▶ [Records]
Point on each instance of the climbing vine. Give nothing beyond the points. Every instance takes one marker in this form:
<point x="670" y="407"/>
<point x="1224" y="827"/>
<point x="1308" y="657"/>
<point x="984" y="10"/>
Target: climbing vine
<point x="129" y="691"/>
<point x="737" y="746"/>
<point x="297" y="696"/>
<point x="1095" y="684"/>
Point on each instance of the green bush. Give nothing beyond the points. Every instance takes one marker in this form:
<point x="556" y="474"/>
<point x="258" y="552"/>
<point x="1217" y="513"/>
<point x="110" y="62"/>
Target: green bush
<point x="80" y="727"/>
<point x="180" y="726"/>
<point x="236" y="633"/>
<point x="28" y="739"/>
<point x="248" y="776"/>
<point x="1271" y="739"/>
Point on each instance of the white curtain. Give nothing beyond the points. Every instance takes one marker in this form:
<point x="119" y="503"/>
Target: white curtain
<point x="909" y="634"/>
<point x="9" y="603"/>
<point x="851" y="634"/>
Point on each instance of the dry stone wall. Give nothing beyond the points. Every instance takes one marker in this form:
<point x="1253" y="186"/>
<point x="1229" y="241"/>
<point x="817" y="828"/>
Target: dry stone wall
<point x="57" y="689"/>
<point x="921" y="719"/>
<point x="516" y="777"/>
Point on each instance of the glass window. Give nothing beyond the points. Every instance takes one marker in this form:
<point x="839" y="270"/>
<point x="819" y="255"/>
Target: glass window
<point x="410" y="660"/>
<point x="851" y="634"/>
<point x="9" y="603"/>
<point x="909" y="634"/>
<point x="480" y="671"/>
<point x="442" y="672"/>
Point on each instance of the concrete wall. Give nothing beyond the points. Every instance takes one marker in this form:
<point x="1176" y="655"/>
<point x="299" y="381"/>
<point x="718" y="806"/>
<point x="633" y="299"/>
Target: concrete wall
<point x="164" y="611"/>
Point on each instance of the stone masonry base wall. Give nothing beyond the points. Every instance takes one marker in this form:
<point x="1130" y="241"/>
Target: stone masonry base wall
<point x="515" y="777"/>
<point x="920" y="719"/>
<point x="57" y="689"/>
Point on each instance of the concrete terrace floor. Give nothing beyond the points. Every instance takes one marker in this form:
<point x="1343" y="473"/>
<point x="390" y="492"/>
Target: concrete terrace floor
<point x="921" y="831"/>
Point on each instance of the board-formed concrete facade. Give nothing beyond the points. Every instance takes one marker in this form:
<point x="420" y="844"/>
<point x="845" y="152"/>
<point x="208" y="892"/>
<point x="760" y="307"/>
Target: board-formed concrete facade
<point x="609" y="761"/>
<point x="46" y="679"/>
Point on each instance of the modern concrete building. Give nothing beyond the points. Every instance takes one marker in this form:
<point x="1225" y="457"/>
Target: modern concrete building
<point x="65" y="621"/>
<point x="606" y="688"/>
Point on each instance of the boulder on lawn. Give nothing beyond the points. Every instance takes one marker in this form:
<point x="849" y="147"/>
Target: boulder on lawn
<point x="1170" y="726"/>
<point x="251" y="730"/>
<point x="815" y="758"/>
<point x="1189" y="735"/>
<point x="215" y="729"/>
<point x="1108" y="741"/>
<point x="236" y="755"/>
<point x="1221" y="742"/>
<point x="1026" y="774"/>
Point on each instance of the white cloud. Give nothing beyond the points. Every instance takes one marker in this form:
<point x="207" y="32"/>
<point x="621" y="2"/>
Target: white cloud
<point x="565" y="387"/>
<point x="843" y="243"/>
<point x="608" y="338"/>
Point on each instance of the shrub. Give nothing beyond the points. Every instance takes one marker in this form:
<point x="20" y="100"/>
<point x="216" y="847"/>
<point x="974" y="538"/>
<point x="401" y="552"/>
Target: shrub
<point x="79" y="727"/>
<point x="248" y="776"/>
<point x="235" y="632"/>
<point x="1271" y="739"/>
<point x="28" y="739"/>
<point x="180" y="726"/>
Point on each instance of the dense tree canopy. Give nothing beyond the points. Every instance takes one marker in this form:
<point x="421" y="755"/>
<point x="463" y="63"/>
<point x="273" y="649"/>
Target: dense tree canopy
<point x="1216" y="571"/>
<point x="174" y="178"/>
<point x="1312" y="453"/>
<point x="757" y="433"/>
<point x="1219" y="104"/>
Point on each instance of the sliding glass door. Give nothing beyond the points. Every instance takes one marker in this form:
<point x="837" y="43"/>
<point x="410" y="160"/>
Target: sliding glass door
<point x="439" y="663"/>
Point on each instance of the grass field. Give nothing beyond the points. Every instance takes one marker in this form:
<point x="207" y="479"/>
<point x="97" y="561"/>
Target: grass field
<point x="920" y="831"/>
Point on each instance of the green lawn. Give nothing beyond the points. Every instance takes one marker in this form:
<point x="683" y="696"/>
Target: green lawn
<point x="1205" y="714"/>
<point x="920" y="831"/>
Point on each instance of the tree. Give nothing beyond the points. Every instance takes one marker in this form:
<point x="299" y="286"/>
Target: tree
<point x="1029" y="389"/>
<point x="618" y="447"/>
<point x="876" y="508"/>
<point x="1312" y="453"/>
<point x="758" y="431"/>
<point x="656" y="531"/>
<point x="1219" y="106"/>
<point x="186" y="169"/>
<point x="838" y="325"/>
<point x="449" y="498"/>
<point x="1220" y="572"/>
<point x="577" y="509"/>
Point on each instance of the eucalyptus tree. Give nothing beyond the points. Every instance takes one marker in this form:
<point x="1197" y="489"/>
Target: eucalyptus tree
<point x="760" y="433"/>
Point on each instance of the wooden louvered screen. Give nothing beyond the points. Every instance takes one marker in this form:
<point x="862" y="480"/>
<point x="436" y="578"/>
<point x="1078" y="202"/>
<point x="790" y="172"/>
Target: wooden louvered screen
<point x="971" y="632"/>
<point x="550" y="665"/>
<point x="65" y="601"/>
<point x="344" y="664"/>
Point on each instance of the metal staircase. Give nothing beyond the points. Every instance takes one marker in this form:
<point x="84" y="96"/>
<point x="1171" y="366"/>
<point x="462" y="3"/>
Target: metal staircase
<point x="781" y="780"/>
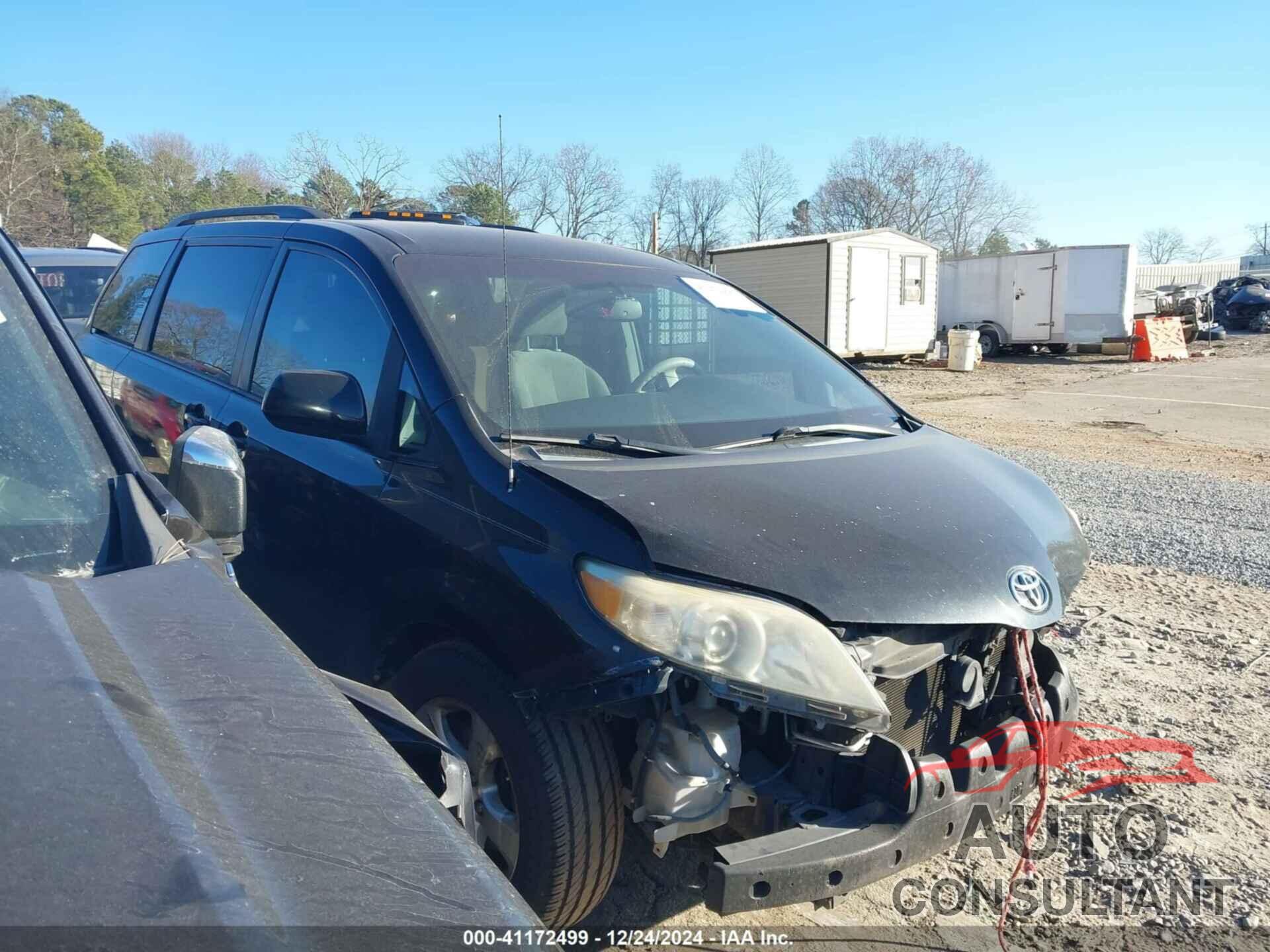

▶ [What to work on] Leave every picture out and output the records exactly.

▶ [Task output]
Point on each instance of the climbing vine. Give nothing beyond the points. Every instance takes one marker in this form:
<point x="670" y="407"/>
<point x="1224" y="827"/>
<point x="1308" y="657"/>
<point x="984" y="10"/>
Target: climbing vine
<point x="129" y="691"/>
<point x="737" y="746"/>
<point x="297" y="696"/>
<point x="1095" y="684"/>
Point on each instance of the green bush. Give nothing beyond the points. Every instance takes one marker in this form:
<point x="556" y="474"/>
<point x="258" y="552"/>
<point x="1217" y="513"/>
<point x="110" y="62"/>
Target: green bush
<point x="80" y="727"/>
<point x="180" y="726"/>
<point x="236" y="633"/>
<point x="28" y="739"/>
<point x="248" y="776"/>
<point x="1271" y="739"/>
Point on each instance of the white curtain. Give nothing beyond the points. Every instance takes one marker in this form:
<point x="119" y="503"/>
Target: white curtain
<point x="909" y="634"/>
<point x="9" y="603"/>
<point x="851" y="634"/>
Point on each instance of the dry stone wall. Give nothing beyond the points. Every instance takes one marker in this form:
<point x="1253" y="186"/>
<point x="1229" y="241"/>
<point x="817" y="828"/>
Target: dry stone wall
<point x="57" y="689"/>
<point x="921" y="719"/>
<point x="516" y="777"/>
Point on each instance of the glass window. Give nothing beyond the points. Every instance takes one marker in this form:
<point x="839" y="270"/>
<point x="819" y="255"/>
Target: glass window
<point x="410" y="660"/>
<point x="851" y="634"/>
<point x="9" y="603"/>
<point x="909" y="634"/>
<point x="480" y="671"/>
<point x="442" y="672"/>
Point on each instance of the concrete wall. Give nothing beyond the points. Every instance takes one marker in this form:
<point x="1176" y="655"/>
<point x="299" y="381"/>
<point x="718" y="806"/>
<point x="633" y="299"/>
Target: concrete wall
<point x="164" y="611"/>
Point on each instance of the stone masonry base wall. Give nothing beyond the points. Every instance takes one marker in this form:
<point x="1130" y="241"/>
Target: stone masonry base wall
<point x="515" y="777"/>
<point x="920" y="719"/>
<point x="57" y="689"/>
Point on each instance of the concrete terrace floor. Give nothing beyond the points. Every instance takes one marker in this form:
<point x="1343" y="473"/>
<point x="390" y="492"/>
Target: concrete terrace floor
<point x="921" y="831"/>
Point on each instance of the board-formed concrete facade. Give nothing beyond the points. Every instance takes one marker in this form:
<point x="420" y="844"/>
<point x="845" y="152"/>
<point x="208" y="892"/>
<point x="760" y="307"/>
Target: board-formed concrete facade
<point x="609" y="761"/>
<point x="46" y="679"/>
Point on each instance of the modern concrete building. Give nothing beyond the points. Every instance takes one marker in this form:
<point x="1225" y="457"/>
Target: modern concrete building
<point x="65" y="621"/>
<point x="606" y="688"/>
Point on each instance of the boulder on lawn. Give nothing beyond the points. Every instance takes one marker in this form:
<point x="849" y="147"/>
Target: boulder on lawn
<point x="1170" y="726"/>
<point x="251" y="730"/>
<point x="815" y="758"/>
<point x="1189" y="735"/>
<point x="215" y="729"/>
<point x="1108" y="741"/>
<point x="236" y="755"/>
<point x="1221" y="742"/>
<point x="1026" y="774"/>
Point on each instance of the white cloud. Give nothing beyond the points. Every instance takes one marker in this form:
<point x="207" y="32"/>
<point x="621" y="2"/>
Target: white cloud
<point x="565" y="387"/>
<point x="843" y="243"/>
<point x="608" y="338"/>
Point on each instance of the shrub. Give nothing beyond the points. Every instance takes one marker in this form:
<point x="20" y="100"/>
<point x="216" y="847"/>
<point x="974" y="538"/>
<point x="401" y="552"/>
Target: shrub
<point x="79" y="727"/>
<point x="248" y="776"/>
<point x="235" y="632"/>
<point x="1271" y="739"/>
<point x="28" y="739"/>
<point x="180" y="726"/>
Point on each instance of the dense tree canopy. Give nothing beyond the points. Every instance takes one marker in this form:
<point x="421" y="755"/>
<point x="463" y="63"/>
<point x="273" y="649"/>
Target: dense tree canopy
<point x="1216" y="571"/>
<point x="174" y="178"/>
<point x="1312" y="453"/>
<point x="757" y="433"/>
<point x="1219" y="104"/>
Point on each instance of the sliding glass door. Give nothing beyond the points. Every instance takes one marker in this form:
<point x="837" y="43"/>
<point x="410" y="160"/>
Target: sliding glass door
<point x="439" y="663"/>
Point on each instance of the grass field. Give nothing beyond the points. Every instance takes one marker in this form:
<point x="207" y="479"/>
<point x="97" y="561"/>
Target: grass field
<point x="920" y="831"/>
Point on each instance of the green lawn. Give nothing beyond the points. Every instance takes one marker in this form:
<point x="683" y="696"/>
Target: green lawn
<point x="1205" y="714"/>
<point x="920" y="831"/>
Point on each instance of the tree. Give nothing beyond the points. Every instance takes one marker in this form:
<point x="299" y="286"/>
Target: tree
<point x="1029" y="389"/>
<point x="618" y="447"/>
<point x="876" y="508"/>
<point x="1312" y="453"/>
<point x="758" y="431"/>
<point x="656" y="531"/>
<point x="1219" y="106"/>
<point x="186" y="169"/>
<point x="838" y="325"/>
<point x="449" y="498"/>
<point x="1220" y="572"/>
<point x="577" y="509"/>
Point on each instance of the eucalyptus tree. Give nothing beyond the points. Every instance takes one marker in this form:
<point x="1197" y="489"/>
Target: eucalyptus tree
<point x="760" y="433"/>
Point on each instance of the wooden louvered screen. Give nothing beyond the points. Every instance takes one marker in this form:
<point x="862" y="480"/>
<point x="436" y="578"/>
<point x="1078" y="202"/>
<point x="790" y="172"/>
Target: wooden louvered screen
<point x="971" y="632"/>
<point x="550" y="665"/>
<point x="65" y="601"/>
<point x="344" y="664"/>
Point on each instance of the metal staircase. Give nothing beyond the points. Every instance takes one marker in this form:
<point x="84" y="96"/>
<point x="1171" y="366"/>
<point x="462" y="3"/>
Target: metal staircase
<point x="781" y="780"/>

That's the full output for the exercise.